[What is being asked] In your copy, leave out the pictures and repeat the entries below exactly.

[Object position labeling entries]
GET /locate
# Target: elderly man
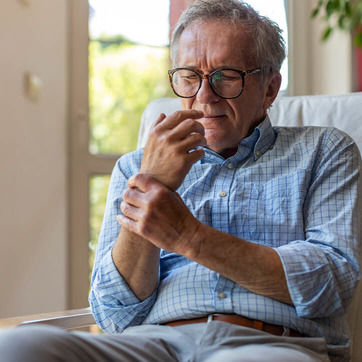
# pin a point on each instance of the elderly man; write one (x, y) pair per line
(225, 238)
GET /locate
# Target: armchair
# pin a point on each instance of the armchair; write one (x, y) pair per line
(341, 111)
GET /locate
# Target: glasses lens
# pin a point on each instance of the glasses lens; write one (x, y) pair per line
(227, 83)
(185, 82)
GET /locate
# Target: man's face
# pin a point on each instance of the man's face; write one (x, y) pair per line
(206, 46)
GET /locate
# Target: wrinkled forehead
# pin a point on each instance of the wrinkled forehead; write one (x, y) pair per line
(216, 42)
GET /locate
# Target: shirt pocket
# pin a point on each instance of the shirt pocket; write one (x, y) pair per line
(271, 213)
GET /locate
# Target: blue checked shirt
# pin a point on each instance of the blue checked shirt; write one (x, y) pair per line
(292, 189)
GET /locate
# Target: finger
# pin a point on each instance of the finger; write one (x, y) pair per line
(133, 196)
(196, 155)
(179, 116)
(130, 211)
(186, 128)
(193, 141)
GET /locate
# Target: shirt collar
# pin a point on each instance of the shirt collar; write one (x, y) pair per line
(258, 143)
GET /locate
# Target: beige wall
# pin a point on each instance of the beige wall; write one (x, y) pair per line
(33, 157)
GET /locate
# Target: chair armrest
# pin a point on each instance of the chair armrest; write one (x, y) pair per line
(69, 319)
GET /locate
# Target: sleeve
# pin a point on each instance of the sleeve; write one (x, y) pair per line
(322, 271)
(113, 304)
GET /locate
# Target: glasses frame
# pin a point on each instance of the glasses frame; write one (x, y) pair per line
(202, 76)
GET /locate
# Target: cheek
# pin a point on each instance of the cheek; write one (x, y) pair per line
(186, 103)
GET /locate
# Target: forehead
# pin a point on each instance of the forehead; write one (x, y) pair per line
(212, 44)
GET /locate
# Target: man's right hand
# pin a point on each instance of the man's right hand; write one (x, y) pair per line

[Exercise response]
GET /locate
# Target: elderly man
# pin a point on each instance of the elderly man; write one (x, y) pair per line
(225, 238)
GET /locate
# Target: armchair
# pin a point on each instance of the armchair; write one (x, y) pair per line
(341, 111)
GET /locate
# Target: glasses lens
# pin a point on each instance of the glasses lens; write one (x, y) pair per line
(227, 83)
(185, 82)
GET /locate
# Target: man's face
# pin a point on each instance of the man's face; write one (x, y) pair per line
(206, 46)
GET /locate
# Target: wrinkled forehead
# pin a point on each instance of the wrinkled forehead; write one (x, y) pair per line
(216, 42)
GET /locate
# Target: shirt pocket
# pin a point on each instance of the shirt pocket; write one (x, y) pair per line
(271, 213)
GET /locate
# Target: blue checked shirt
# pin a point on each instance of the blue checked shirt; write one (x, y) pair per line
(292, 189)
GET /locate
# Target: finger
# pin a point on each instance of the finger; write one (x, y) pair per line
(133, 196)
(196, 155)
(179, 116)
(130, 211)
(186, 128)
(193, 141)
GET /locate
# Target: shirt collar
# pin a point on each instance of the shirt collar; write one (x, y) pair per line
(258, 143)
GET /locate
# Target: beige wall
# pin a point on each instance of the beige wall; write one (x, y) pair per line
(33, 157)
GET /locate
# Target: chair armrest
# pin a point on each instance of the chair armrest; write one (x, y) pair per line
(69, 319)
GET /locate
# Target: sleeve
# pin a point on each instance of the sleeve; write one (x, y) pair per line
(322, 271)
(113, 304)
GET /locate
# Target: glasses frame
# pin a point on each instance of the glasses frame; write one (x, y) pair per line
(202, 76)
GET /locate
# Target: cheek
# pin a point on each instance of the cheek; write one (x, y) pair per line
(186, 103)
GET /locate
# Target: forehead
# pin a point on each instance of the forehead; write one (x, y) pair per line
(212, 44)
GET /locate
# Target: man's right hand
# pin a point on each instance of the man's right hand; write one (x, y) pair per line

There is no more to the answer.